WHAT YOU ARE ASKED TO DO:
Print the records below word for word, every line of them, but leave the pictures out.
* start *
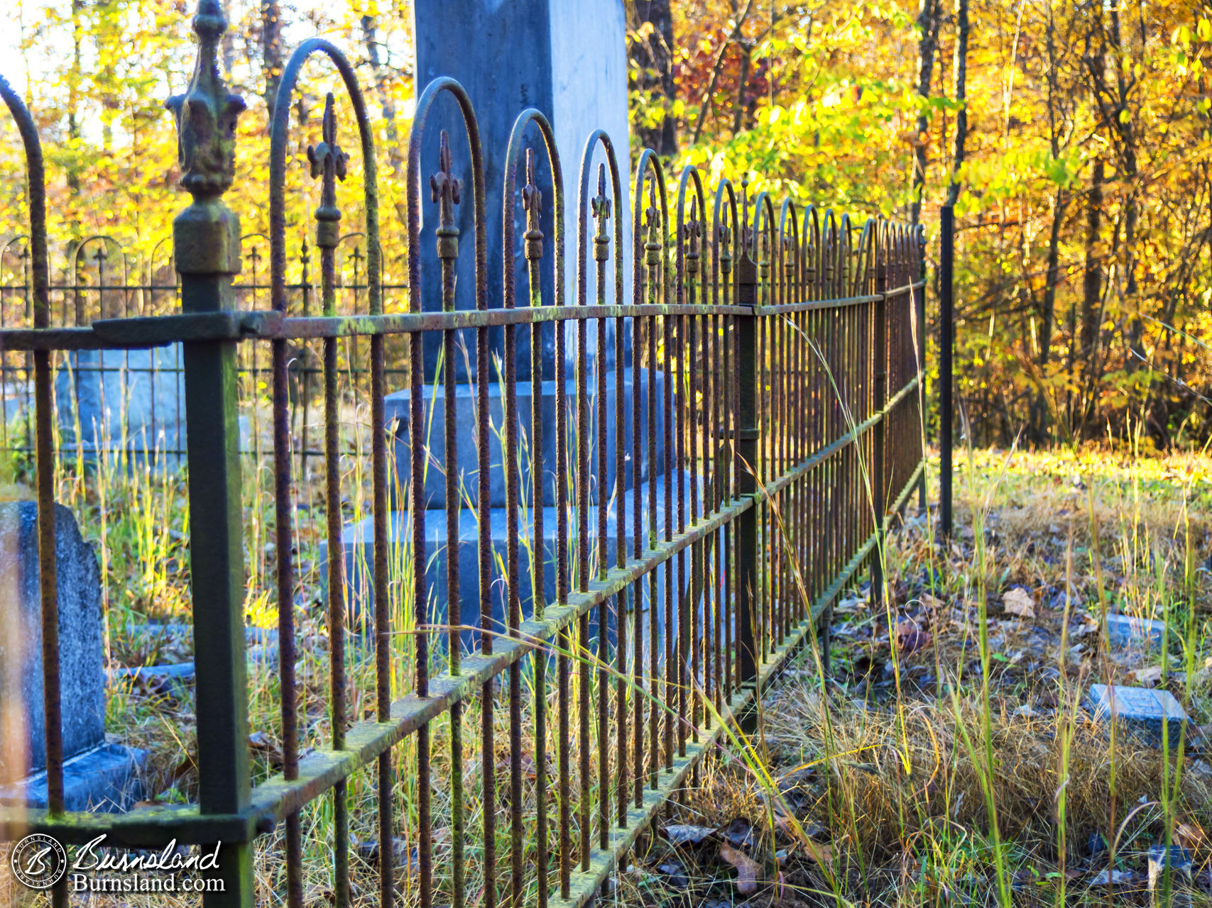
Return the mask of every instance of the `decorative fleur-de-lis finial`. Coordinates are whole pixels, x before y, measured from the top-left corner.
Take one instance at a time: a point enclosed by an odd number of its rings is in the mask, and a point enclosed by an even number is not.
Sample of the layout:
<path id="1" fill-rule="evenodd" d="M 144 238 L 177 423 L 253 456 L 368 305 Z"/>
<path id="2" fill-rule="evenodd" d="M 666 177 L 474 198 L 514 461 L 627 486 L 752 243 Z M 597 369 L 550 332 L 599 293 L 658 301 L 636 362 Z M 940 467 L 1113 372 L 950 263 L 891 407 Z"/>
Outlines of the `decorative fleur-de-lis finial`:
* end *
FINISHED EXERCISE:
Return the mask of every instance of the `decorative fleur-de-lis finial`. Coordinates are whole pixels, x before y, measured from the top-left corner.
Take one instance at a time: a point enclosed by an odd number of its rings is in the mask, and a point enclosed by an even number is not.
Sample of the layout:
<path id="1" fill-rule="evenodd" d="M 144 238 L 177 423 L 253 456 L 368 305 Z"/>
<path id="2" fill-rule="evenodd" d="M 666 177 L 474 198 L 514 461 L 627 486 L 752 243 Z M 597 369 L 550 332 L 599 293 L 658 301 L 636 362 Z M 940 467 L 1113 372 L 950 263 L 891 407 Z"/>
Outlines of the `decorative fleur-de-lis finial`:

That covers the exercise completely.